> _QUOTED PASSAGE_:
□ □ □
It has been thought that Charles Darwin (1809-1882) was an atheist. Actually, he began with a strong Unitarian background, though he attended Anglican schools. He received a BA (bachelor of arts degree) at Cambridge University which included studying Anglican theology. In those college years, Charles Darwin was very involved in theological issues. He later admitted that the book which most affected him was William Paleys’ Natural Theology. Paley also wrote, which Darwin read, Evidences of Christianity. But Charles Lyell’s book on geology, Uniformitarianism, affected Darwin’s work the most. This and Darwins’ Origin of Species supported each other.

Charles Darwin had intended to be an Anglican clergyman. His mother and wife Emma were devout Unitarians. Emma seems to have had a genuine love for Jesus. One of her favorite Bible texts was John 13-17. During their courtship, she asked Charles to read this text and discuss with her. She worried that she and Charles were far apart about some religious matters, and she expressed this in a letter. Emma was also a Bible student. She and Charles had much discussion about theology for many years.

Charles Darwin wrote about “God,” but not much. In his early years, he identified himself as a “theist.” Many years later he said, “my belief in what is called a personal God was . . .  firm.” That was contrary to many famous Deists previous to him, who were also interested in natural science. They believed that an impersonal God created the universe but that he left it on its own, called “the clockwork universe.” For a long time, Darwin believed God acted upon the universe through his natural laws.

Darwin’s background was very anti-Trinitarian. The wikipedia article, “Religious views of Charles Darwin,” says of Charles’ wife Emma, “In Downe [London suburb] Emma attended the Anglican village church, but as a Unitarian had the family turn round in silence when the Trinitarian Nicene Creed was recited.” She did that on other occasions.
□ □ □
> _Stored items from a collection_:
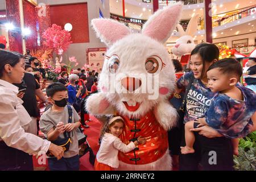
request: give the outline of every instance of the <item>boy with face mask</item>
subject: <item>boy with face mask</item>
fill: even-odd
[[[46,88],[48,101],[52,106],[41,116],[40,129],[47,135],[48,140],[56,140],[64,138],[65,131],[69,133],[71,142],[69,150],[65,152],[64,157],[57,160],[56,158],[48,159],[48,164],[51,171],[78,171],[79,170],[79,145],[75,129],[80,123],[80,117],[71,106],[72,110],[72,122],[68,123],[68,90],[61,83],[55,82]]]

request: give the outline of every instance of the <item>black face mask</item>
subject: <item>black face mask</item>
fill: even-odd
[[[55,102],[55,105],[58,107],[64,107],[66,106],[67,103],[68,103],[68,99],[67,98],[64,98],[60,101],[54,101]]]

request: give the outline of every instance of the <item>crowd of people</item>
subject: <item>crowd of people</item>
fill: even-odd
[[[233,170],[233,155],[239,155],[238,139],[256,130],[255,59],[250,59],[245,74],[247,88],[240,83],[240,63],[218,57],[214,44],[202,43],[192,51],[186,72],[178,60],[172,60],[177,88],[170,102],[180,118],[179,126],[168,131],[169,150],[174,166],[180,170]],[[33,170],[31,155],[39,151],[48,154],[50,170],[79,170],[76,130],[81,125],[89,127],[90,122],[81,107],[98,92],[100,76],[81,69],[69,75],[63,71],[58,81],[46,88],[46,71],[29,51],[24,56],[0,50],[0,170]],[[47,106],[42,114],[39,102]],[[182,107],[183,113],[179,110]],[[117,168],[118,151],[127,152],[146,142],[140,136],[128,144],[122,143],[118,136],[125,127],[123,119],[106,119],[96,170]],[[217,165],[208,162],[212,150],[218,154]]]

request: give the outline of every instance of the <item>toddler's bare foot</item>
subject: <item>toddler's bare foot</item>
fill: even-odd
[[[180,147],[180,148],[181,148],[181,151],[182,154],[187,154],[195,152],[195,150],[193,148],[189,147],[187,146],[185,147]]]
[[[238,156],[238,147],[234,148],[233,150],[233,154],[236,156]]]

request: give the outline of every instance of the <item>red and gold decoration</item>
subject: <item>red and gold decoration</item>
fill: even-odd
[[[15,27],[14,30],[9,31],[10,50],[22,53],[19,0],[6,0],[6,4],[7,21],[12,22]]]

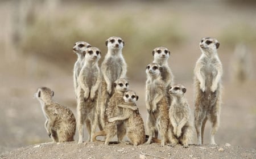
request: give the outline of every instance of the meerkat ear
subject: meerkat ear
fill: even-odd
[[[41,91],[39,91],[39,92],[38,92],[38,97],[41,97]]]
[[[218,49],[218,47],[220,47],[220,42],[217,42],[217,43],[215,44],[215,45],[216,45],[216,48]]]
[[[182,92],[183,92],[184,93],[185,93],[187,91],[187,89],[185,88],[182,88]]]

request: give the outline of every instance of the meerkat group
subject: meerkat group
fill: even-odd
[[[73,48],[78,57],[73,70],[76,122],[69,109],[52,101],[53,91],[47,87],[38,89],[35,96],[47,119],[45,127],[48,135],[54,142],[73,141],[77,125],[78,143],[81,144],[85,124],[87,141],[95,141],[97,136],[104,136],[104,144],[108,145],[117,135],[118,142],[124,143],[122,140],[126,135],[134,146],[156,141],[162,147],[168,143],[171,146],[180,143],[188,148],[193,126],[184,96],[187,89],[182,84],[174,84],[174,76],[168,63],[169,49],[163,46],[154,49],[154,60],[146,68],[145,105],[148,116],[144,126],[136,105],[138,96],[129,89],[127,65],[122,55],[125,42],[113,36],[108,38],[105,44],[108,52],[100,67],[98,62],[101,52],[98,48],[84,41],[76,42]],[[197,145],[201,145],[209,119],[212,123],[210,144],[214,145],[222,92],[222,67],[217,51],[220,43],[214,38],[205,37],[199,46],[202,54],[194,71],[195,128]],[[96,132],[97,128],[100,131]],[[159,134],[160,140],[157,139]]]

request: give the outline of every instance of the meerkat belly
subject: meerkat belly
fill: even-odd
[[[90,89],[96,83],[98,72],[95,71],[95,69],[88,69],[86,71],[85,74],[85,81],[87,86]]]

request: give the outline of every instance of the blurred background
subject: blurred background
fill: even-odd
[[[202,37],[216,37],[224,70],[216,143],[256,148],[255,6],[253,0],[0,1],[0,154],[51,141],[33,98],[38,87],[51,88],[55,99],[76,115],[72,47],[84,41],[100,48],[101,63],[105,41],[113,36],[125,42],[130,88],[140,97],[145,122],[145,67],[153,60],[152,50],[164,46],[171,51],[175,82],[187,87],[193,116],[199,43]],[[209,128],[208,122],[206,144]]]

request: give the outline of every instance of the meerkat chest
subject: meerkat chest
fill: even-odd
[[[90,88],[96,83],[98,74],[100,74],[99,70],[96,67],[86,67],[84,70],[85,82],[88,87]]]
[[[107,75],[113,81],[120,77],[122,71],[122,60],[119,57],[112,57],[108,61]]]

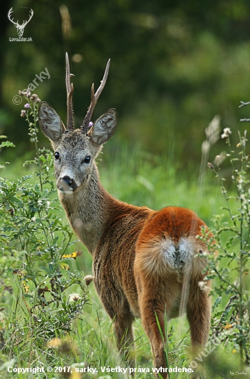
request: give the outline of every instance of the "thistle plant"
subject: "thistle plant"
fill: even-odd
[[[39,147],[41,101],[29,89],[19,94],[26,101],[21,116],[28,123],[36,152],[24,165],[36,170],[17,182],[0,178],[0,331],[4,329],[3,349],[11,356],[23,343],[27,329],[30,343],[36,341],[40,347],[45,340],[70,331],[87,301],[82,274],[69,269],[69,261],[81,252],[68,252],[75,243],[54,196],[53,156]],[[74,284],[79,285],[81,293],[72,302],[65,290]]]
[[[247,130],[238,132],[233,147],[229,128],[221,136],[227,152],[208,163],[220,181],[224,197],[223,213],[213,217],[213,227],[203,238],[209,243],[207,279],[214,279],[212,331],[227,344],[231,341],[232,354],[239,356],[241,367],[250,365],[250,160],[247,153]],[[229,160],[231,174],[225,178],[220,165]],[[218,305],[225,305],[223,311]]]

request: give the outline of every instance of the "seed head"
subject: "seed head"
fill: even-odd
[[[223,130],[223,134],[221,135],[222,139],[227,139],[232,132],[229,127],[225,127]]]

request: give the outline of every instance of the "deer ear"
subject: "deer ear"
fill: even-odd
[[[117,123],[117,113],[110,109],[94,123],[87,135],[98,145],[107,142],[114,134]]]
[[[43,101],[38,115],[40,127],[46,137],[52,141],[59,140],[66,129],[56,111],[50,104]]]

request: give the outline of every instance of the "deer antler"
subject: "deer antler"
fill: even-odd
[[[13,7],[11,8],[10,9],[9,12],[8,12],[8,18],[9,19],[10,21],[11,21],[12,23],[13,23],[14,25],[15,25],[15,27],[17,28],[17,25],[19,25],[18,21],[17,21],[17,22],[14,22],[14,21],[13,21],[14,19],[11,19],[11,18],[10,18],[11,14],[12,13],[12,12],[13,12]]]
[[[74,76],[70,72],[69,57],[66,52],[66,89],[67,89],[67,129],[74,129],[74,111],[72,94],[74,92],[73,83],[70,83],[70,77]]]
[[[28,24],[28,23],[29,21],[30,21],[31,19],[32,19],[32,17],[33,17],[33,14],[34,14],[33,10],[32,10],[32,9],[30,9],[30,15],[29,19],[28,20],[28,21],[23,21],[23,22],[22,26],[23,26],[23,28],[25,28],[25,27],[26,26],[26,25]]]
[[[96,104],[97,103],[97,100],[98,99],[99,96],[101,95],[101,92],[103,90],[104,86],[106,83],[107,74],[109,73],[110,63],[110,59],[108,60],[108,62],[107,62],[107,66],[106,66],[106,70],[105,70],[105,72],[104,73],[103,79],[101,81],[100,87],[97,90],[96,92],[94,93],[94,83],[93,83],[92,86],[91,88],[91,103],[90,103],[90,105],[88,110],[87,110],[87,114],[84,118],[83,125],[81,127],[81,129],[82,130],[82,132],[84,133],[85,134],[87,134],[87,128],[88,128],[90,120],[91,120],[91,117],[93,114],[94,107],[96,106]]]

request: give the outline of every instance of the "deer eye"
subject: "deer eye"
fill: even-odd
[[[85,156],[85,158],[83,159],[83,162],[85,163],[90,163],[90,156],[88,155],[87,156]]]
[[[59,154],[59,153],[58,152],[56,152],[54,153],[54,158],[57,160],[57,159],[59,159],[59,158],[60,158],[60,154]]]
□ □ □
> _SHORT TASK 1_: From the passage on Darwin's religious views, reproduce the portion that begins at the words "Charles Darwin wrote" and stops after the words "on other occasions.".
> _SHORT TASK 2_: Summarize the passage on Darwin's religious views in two sentences.
> _SHORT TASK 3_:
Answer these questions using the passage on Darwin's religious views:
(a) Which book by Charles Lyell affected Darwin's work the most?
(b) What Bible text was one of Emma's favorites?
(c) What did Emma have the family do when the Nicene Creed was recited in the village church at Downe?

> _COMPLETE ANSWER 1_:
Charles Darwin wrote about “God,” but not much. In his early years, he identified himself as a “theist.” Many years later he said, “my belief in what is called a personal God was . . .  firm.” That was contrary to many famous Deists previous to him, who were also interested in natural science. They believed that an impersonal God created the universe but that he left it on its own, called “the clockwork universe.” For a long time, Darwin believed God acted upon the universe through his natural laws.

Darwin’s background was very anti-Trinitarian. The wikipedia article, “Religious views of Charles Darwin,” says of Charles’ wife Emma, “In Downe [London suburb] Emma attended the Anglican village church, but as a Unitarian had the family turn round in silence when the Trinitarian Nicene Creed was recited.” She did that on other occasions.

> _COMPLETE ANSWER 2_: Although Charles Darwin has been thought an atheist, he came from a strong Unitarian background, studied Anglican theology at Cambridge, and had intended to become an Anglican clergyman. In his early years he called himself a theist, for a long time he believed God acted upon the universe through natural laws, and he discussed theology for many years with his devout Unitarian wife Emma.

> _COMPLETE ANSWER 3_:
(a) Uniformitarianism, Lyell's book on geology.
(b) John 13-17.
(c) Turn round in silence.